About this exercise. Exclude the pictures from your copy, and reproduce each entry below verbatim.

##### Exercise data #####

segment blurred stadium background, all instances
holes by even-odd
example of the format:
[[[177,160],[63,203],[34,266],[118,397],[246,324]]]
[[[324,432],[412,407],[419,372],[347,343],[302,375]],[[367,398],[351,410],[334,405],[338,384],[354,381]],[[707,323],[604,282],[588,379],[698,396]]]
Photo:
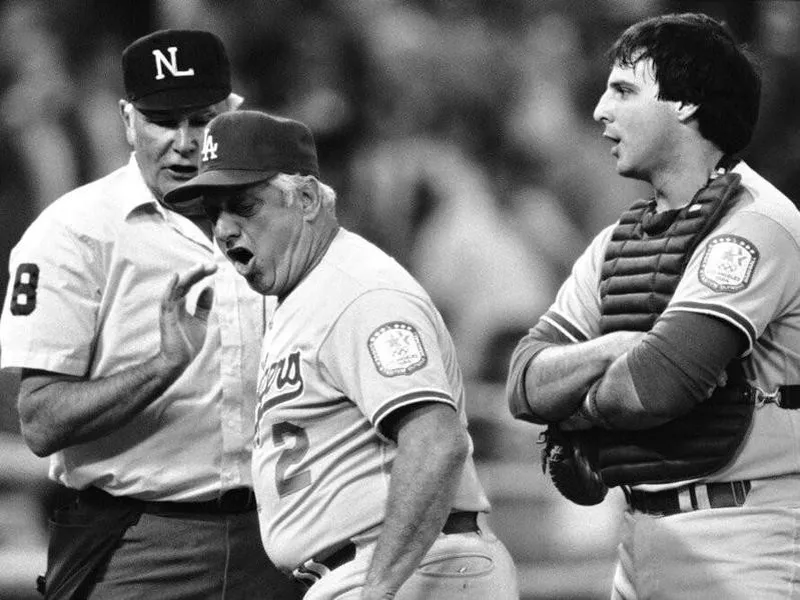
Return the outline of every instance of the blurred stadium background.
[[[0,0],[0,291],[8,253],[60,194],[123,164],[119,57],[166,27],[217,33],[246,106],[308,123],[342,223],[427,287],[454,335],[492,522],[523,600],[607,598],[621,495],[561,499],[536,427],[508,415],[516,341],[589,239],[638,195],[591,119],[604,51],[646,16],[726,21],[763,69],[743,157],[800,197],[800,3],[671,0]],[[2,349],[0,349],[2,351]],[[0,374],[0,598],[28,600],[55,501]]]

#####

Answer.
segment blurred stadium background, all instances
holes by even-odd
example of the format:
[[[177,160],[63,203],[34,266],[118,397],[246,324]]]
[[[324,432],[412,407],[419,372],[347,343],[302,375]],[[367,398],[351,410],[334,405],[338,384],[354,381]],[[707,323],[604,282],[588,379],[698,396]]]
Photo:
Return the outline of every instance of the blurred stadium background.
[[[0,0],[0,291],[8,253],[60,194],[123,164],[119,57],[166,27],[217,33],[246,106],[308,123],[342,223],[427,287],[454,335],[492,522],[523,600],[607,598],[621,495],[561,499],[536,427],[508,415],[516,341],[589,239],[638,195],[591,119],[604,51],[646,16],[726,21],[763,69],[743,157],[800,197],[800,3],[671,0]],[[2,349],[0,349],[2,351]],[[0,374],[0,598],[28,600],[55,501]]]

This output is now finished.